## Document segment
After giving birth to her third child at the age of thirty Marcy contracted a form of meningitis and fell into a coma. Her husband, Dev, says he nearly lost her, “I look in there and she’s got ten tubes hooked to her, she’s intubated and completely out, and the doctors literally came to me and said, ‘She’s probably not going to make it. We don’t see many patients that are – is this severe, you know, live.’”

She lay in a coma for an entire week with little hope for her survival. Then, miraculously after prayers from her pastor, Marcy woke up, confused, disoriented, and without any memories past the age of 17. Dev tried to comfort his wife, unaware of her mental state. Marcy says, “He sat down beside me and he talked to me as if I should know who he was, and I thought he was a doctor. But then he, he reached down to kiss me, and I thought, ‘Okay, wait. When did doctors start kissing their patients?’ And he said that he was my husband and that we had had a child together. And I didn’t remember any of this. So I was completely confused; what was going on?”

Marcy had no memories of the last 13 years of her life. Soon after, she was reunited with her children. She says, “I had no memory of having them at all. And when they came to the room and they brought them in and they jumped on the bed and they put the baby girl in my arms, I literally knew that they were mine. And I felt like that was God’s gift to me, that I knew they were mine.”

Desperate to be released from the hospital, Marcy hid her amnesia. She soon returned to a home and a life she didn’t remember. “Being inauthentic was the hardest part. I felt very inauthentic. And it was very – and it was hard. Everything I was doing was hard because I was – I was lying to everybody,” she says.

Marcy is a Christian and prayed earnestly for her memories to return. When they didn’t, she secretly began drinking alcohol to cover her frustration. “I would drink quietly, secretly, and then the next morning I would get up and I would have – I would open my Bible and I would pray and ask God to forgive me… There was this guilt, but I was so addicted to the alcohol that I drank anyway… I wanted to stop feeling what I was feeling, the pressure. I drank to forget what I couldn’t remember,” she recalls.

She struggled to keep her memory loss and addiction a secret for years. Then one night she saw her life and family with a new perspective. “I looked in there and there Dev was, and he had Cally in his arms, and the boys were all over the furniture, just everywhere. And God said to me at that moment, straight to my heart, as clear as I’ve ever heard him, ‘That is what I saved you, for the future, not the past. And as much as that father loves his children, I love you more. And just as that father’s holding his daughter, I’m holding you and I will never let you fall, but you’ve got to trust me.’”

## Questions to answer
(a) According to the account of Marcy's illness, how long did she remain in a coma?
(b) Extend the account of Marcy's memory loss, beginning after its final sentence.

Saved entries:

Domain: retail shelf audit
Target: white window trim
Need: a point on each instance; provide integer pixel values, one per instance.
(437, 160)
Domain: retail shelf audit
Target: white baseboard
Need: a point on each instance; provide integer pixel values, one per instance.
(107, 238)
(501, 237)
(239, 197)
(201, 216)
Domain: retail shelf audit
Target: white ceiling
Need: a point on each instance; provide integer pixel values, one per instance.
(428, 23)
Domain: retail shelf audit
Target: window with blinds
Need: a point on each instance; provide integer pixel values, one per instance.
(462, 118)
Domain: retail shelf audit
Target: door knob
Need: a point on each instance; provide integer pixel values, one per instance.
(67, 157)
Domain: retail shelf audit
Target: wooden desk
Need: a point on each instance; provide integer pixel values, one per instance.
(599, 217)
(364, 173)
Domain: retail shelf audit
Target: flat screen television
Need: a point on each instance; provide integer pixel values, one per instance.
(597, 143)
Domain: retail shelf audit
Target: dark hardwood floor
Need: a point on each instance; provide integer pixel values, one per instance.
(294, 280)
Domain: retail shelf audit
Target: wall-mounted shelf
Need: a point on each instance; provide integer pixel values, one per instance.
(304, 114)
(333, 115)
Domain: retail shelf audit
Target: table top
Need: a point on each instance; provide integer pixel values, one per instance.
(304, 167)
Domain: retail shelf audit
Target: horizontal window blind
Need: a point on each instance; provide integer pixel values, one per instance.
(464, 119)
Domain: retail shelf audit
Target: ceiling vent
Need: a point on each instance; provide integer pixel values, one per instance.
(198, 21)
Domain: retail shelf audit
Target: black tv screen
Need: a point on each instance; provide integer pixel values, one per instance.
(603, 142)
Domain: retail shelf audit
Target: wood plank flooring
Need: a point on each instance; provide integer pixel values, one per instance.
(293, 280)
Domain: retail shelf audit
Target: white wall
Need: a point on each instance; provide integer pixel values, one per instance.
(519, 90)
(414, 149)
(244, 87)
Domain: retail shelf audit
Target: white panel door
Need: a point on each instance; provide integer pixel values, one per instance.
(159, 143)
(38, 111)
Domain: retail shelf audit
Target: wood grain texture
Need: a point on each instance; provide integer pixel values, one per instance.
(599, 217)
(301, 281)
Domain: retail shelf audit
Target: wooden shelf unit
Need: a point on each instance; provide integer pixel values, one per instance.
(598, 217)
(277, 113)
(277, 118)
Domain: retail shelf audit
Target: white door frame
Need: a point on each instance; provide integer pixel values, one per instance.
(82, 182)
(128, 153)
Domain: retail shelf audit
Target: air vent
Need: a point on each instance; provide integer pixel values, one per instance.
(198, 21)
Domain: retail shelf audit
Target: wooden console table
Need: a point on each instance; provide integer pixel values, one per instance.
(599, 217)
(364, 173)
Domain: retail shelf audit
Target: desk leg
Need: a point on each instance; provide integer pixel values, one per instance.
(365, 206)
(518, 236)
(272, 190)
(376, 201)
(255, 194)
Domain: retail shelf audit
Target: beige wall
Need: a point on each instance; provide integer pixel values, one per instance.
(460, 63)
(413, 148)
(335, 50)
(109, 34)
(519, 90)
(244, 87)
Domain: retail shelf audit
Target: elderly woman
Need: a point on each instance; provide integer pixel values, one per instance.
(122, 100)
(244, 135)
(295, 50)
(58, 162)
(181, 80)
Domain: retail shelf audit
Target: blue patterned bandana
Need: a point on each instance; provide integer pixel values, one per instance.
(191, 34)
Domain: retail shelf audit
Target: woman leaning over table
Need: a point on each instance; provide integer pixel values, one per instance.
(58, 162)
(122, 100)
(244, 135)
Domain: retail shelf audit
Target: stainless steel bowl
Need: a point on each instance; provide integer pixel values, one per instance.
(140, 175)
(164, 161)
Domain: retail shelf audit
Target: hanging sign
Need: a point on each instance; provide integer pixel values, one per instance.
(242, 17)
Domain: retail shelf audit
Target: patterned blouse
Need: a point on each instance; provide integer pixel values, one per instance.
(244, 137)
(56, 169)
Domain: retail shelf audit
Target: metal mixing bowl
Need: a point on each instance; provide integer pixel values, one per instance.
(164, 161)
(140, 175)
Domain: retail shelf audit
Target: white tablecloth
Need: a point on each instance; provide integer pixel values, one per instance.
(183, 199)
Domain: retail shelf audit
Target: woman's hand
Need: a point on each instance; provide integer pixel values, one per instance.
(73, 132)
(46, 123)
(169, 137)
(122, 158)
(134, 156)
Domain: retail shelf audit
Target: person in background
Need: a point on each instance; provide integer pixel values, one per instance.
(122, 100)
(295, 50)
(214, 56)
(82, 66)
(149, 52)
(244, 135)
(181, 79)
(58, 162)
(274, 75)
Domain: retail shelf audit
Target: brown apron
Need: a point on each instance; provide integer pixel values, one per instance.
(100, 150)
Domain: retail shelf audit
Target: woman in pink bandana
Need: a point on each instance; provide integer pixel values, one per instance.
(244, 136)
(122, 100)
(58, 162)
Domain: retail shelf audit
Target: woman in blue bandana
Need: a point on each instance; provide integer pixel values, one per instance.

## Task-by-task results
(a) An entire week.

(b)
She remembers, “And I fell to my knees and I literally, at that – point in my life surrendered my life because at that point I realized I wanted God’s will for my life more than I wanted anything else. I wanted His plan for me, without my memories, more than I wanted my plan with my memories, and I chose to trust Him with all of it.”

Marcy came clean before God and her husband. She was set free from alcohol addiction as she put her life in God’s hands. Her memories have not returned, however her passion for painting was reborn and has grown into a successful career - with the word of God at its foundation. “So I take scripture from usually a verse I’m studying that morning. I will take it to the studio and I will paint it across the blank canvas. And that becomes the foundation for the piece and it is also the inspiration for the title.”

In her book, Blank Canvas, she tells her amazing story and the process of learning to trust God with each layer of challenge and grace she faces in her life. She says, “And one day I was putting a final layer on and God literally just impressed on my heart, “God is the master artist and we are His canvas. We’re His masterpiece. Every layer in my life is important to make me who I am, and if we are His masterpiece and you’re in a bad layer, you’re in a bad place, He’s not finished. And I am convinced and I’m confident that He is going to finish the work He’s begun so there’s no accidents and there’s no mistakes.”